Aim =>
Reproduce the entire listing below with every occurrence of "Report" replaced by "Result", leaving all other text unchanged.

Start Listed records

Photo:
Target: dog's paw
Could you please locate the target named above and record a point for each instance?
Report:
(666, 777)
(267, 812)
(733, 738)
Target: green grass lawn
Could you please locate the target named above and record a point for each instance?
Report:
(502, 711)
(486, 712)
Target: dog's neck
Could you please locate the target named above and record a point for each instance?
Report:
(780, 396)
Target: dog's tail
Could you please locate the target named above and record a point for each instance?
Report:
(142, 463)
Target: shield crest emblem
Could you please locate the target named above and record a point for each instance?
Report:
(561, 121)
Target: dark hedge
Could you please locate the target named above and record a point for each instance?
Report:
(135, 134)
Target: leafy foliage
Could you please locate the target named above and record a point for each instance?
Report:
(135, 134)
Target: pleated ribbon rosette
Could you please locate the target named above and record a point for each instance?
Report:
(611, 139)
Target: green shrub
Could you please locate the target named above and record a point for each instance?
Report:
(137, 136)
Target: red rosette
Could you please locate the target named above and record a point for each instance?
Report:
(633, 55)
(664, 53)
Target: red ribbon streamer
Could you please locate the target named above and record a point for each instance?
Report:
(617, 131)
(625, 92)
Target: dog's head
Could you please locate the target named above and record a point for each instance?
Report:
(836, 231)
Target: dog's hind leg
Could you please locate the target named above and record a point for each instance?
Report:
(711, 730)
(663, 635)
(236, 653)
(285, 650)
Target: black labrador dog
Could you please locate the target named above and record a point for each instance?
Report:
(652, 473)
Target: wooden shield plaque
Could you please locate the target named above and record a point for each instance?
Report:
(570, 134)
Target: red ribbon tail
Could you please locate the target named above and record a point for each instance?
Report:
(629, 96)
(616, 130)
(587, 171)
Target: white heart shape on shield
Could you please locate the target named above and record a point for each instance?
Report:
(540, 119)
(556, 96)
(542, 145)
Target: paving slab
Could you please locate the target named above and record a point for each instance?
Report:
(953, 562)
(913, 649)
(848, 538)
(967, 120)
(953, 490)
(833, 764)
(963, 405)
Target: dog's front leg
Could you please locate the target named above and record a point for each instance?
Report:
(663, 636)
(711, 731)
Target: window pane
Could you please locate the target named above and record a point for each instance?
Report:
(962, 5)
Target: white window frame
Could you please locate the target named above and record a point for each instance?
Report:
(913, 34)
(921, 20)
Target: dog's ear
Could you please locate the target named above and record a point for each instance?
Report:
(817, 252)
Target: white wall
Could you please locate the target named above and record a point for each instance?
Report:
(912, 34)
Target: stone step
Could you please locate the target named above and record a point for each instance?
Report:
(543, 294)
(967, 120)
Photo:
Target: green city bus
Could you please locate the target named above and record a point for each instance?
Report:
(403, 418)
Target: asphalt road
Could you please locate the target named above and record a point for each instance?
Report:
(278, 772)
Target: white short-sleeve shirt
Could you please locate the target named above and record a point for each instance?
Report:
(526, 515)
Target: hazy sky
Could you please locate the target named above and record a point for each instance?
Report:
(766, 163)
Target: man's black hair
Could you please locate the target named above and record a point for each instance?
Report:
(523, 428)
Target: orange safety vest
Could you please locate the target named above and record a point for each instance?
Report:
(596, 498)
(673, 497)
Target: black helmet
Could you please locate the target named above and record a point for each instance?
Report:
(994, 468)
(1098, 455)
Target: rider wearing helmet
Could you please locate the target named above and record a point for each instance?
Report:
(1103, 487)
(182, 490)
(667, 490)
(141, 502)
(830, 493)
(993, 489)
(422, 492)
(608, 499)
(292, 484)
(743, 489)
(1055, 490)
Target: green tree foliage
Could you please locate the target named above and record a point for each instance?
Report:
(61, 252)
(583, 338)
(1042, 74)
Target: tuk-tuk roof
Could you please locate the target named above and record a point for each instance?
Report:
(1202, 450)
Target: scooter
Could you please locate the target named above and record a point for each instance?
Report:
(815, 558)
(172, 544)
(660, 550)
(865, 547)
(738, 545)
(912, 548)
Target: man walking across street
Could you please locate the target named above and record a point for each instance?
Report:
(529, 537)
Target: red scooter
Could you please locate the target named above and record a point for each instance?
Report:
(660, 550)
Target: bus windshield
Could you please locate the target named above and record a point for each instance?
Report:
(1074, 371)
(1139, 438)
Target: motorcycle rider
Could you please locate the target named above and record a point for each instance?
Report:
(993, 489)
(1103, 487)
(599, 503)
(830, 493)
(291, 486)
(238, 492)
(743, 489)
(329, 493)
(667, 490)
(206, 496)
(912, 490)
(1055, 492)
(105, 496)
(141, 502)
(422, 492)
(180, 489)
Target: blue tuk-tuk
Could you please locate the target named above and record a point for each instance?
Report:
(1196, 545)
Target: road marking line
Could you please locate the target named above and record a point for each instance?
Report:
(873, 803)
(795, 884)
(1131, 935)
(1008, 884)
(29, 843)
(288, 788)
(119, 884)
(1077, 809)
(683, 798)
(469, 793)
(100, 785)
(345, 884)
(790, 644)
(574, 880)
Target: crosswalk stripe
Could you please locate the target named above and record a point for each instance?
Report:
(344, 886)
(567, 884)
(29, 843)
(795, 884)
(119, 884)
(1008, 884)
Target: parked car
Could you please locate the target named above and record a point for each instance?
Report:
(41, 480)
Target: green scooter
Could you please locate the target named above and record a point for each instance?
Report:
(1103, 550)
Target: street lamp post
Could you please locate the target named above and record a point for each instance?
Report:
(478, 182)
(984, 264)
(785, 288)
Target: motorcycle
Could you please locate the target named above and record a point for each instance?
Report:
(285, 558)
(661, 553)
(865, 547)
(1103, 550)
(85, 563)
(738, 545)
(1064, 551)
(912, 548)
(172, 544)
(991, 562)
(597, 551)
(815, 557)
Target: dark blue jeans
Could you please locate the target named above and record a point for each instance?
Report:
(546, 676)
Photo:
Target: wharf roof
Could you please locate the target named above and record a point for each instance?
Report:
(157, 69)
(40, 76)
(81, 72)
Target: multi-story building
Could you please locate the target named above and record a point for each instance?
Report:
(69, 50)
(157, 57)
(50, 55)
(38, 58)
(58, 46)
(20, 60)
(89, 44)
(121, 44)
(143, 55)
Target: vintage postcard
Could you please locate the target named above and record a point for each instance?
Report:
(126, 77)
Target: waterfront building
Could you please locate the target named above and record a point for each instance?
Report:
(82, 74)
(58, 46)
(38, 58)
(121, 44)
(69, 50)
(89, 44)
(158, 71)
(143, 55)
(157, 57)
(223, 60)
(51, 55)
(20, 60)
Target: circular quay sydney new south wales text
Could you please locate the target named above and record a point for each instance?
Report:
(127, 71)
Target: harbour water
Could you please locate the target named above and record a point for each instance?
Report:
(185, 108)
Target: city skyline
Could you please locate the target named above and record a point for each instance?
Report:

End Listed records

The solution =>
Photo:
Target: dog's paw
Could you please locate the target named above and record a point for each instance?
Result:
(666, 777)
(267, 812)
(733, 738)
Target: green grass lawn
Could you please locate the target named above and record a point for each instance?
Result:
(502, 711)
(486, 712)
Target: dog's neck
Could you please locate the target named above and record a point for each instance?
Result:
(780, 396)
Target: dog's tail
Could you please locate the target named above and record a point for each instance?
Result:
(142, 463)
Target: shield crest emblem
Could you please locate the target named above and record a point for each instance?
Result:
(561, 121)
Target: dark hedge
Could you please locate the target named above and record a point for each instance?
Result:
(135, 134)
Target: leafy foliage
Could you please locate the target named above and record a point for each instance?
Result:
(135, 134)
Target: pleated ribbon rosette
Could you please locate the target named above and record a point for each instance?
Result:
(611, 139)
Target: green shrub
Could you please locate the target named above and record a point for each instance?
Result:
(137, 136)
Target: red rosette
Could you please locate the target named above and record a point for each instance?
Result:
(633, 55)
(664, 53)
Target: red ribbon streamer
Could you please locate the target named above and record a point for each instance?
Result:
(617, 131)
(625, 92)
Target: dog's head
Could you please locate the target named above and record a point for each instance?
Result:
(836, 231)
Target: dog's hind leg
Could you please locate the target named above and record a point for each instance?
Result:
(711, 730)
(663, 635)
(236, 653)
(285, 650)
Target: black labrador dog
Could you please locate the target named above and record a point for each instance?
Result:
(652, 473)
Target: wooden shield plaque
Could you please locate the target named above and record a point for each instance?
Result:
(570, 134)
Target: red ribbon tail
Could you please locate the target named above and record a point for each instance?
Result:
(629, 96)
(616, 130)
(587, 171)
Target: white heart shape on shield
Could you please locate the target named above and record a point for each instance?
Result:
(540, 119)
(556, 96)
(542, 145)
Target: paving slab
Could you please locate the target named above and record a point for each instance?
Result:
(953, 562)
(913, 649)
(848, 538)
(967, 120)
(953, 490)
(833, 764)
(963, 405)
Target: dog's front leg
Could you please locate the target named above and record a point for each instance?
Result:
(663, 636)
(711, 731)
Target: window pane
Could you please locate the target named above and record a point for each instance?
Result:
(962, 5)
Target: white window frame
Could you please locate the target named above and record a point for each instance?
Result:
(913, 34)
(921, 20)
Target: dog's ear
Could you please locate the target named above and record a point for each instance?
Result:
(817, 252)
Target: white wall
Could you please locate the target named above and record a point for each instance?
Result:
(912, 34)
Target: stone step
Could you please locate the target named above and record a point for each instance?
Result:
(543, 294)
(967, 120)
Photo:
Target: green city bus
Could you please locate the target named above and record a point for each instance?
Result:
(403, 418)
Target: asphalt road
Could you please locate the target named above and record a point for each instance?
Result:
(278, 772)
Target: white short-sleeve shirt
Could you please locate the target named above and record a point for each instance?
Result:
(526, 515)
Target: hazy sky
Could you please locate the target named above and record a point for each instance?
Result:
(766, 163)
Target: man's black hair
Could you please locate the target named above and record a point for each instance?
Result:
(523, 428)
Target: orange safety vest
Could you please locate the target named above and record a point for each instance?
Result:
(596, 498)
(673, 497)
Target: black helmet
Could you please locate the target named above and record a point for each instance?
Result:
(994, 468)
(1098, 455)
Target: rider wearing helmet
Could you please locate the target named above and record a point for each instance?
Result:
(1103, 487)
(182, 490)
(667, 490)
(141, 502)
(830, 493)
(993, 489)
(422, 492)
(608, 499)
(292, 484)
(743, 489)
(1055, 490)
Target: green tree foliage
Could you please locate the target named above and record a point for each instance?
Result:
(61, 252)
(583, 338)
(1042, 74)
Target: tuk-tuk roof
Could you please locate the target named above and record a point for each instance?
Result:
(1202, 450)
Target: scooter
Could you please locate the target named above and record a point for each instance?
Result:
(815, 558)
(172, 544)
(660, 550)
(865, 547)
(738, 545)
(912, 548)
Target: man walking across street
Could you please locate the target named above and record a point for each instance?
Result:
(529, 537)
Target: red scooter
Could you please locate the target named above and record a point for each instance?
Result:
(660, 550)
Target: bus windshield
Could you please locate the target named above and record a point for each instance?
Result:
(1074, 371)
(1139, 438)
Target: motorcycle rider
Could you please locate the target named above and record a point for each instance?
Result:
(993, 489)
(1103, 487)
(599, 503)
(830, 493)
(291, 486)
(238, 492)
(743, 489)
(329, 493)
(667, 490)
(206, 496)
(912, 490)
(1055, 492)
(105, 496)
(141, 502)
(422, 492)
(180, 489)
Target: blue tuk-tuk
Could you please locate the target named above and record a point for each instance?
Result:
(1196, 545)
Target: road marking line
Could you please locate the target named above and record a point for each instance?
Result:
(873, 803)
(795, 884)
(1131, 935)
(1008, 884)
(29, 843)
(288, 788)
(119, 884)
(1077, 809)
(683, 798)
(469, 793)
(100, 785)
(345, 884)
(790, 644)
(574, 880)
Target: crosswalk stripe
Could you please locate the target named above and record a point for each instance?
Result:
(344, 886)
(567, 884)
(29, 843)
(795, 884)
(119, 884)
(1008, 884)
Target: parked car
Could you please locate the target named above and record a point for each instance?
Result:
(41, 480)
Target: green scooter
Could you please locate the target named above and record a point for each instance?
Result:
(1103, 550)
Target: street lamp post
Could you please locate the target named above and record a point for each instance?
Result:
(478, 182)
(984, 264)
(785, 288)
Target: motorcycle
Could you please locate the target named above and record a point for each instance?
Result:
(285, 558)
(661, 553)
(865, 547)
(1103, 550)
(85, 563)
(738, 545)
(1064, 551)
(912, 548)
(172, 544)
(991, 562)
(597, 551)
(815, 557)
Target: dark blue jeans
Could you please locate the target named above and record a point for each instance?
Result:
(546, 676)
Photo:
Target: wharf roof
Could you please locate the target named above and record a point for each instance?
Result:
(157, 69)
(40, 76)
(81, 72)
Target: multi-story building
Could you please locate the target named above and record a point for each instance?
Result:
(69, 50)
(157, 57)
(50, 55)
(38, 58)
(58, 46)
(20, 60)
(89, 44)
(121, 44)
(143, 55)
Target: vintage postcard
Could you please locate the target named above and record a point for each instance?
Result:
(126, 77)
Target: waterfront building
Could you please locate the target named above and record a point for each instance?
Result:
(82, 74)
(58, 46)
(38, 58)
(121, 44)
(69, 50)
(89, 44)
(158, 71)
(143, 55)
(157, 57)
(223, 60)
(51, 55)
(20, 60)
Target: circular quay sydney new south wales text
Could you please locate the target named above and record a point for each instance?
Result:
(127, 71)
Target: harbour water
Could you please locate the target named above and record a point for each instance?
Result:
(185, 108)
Target: city skyline
Could you please locate the target named above and record a point for each instance?
Result:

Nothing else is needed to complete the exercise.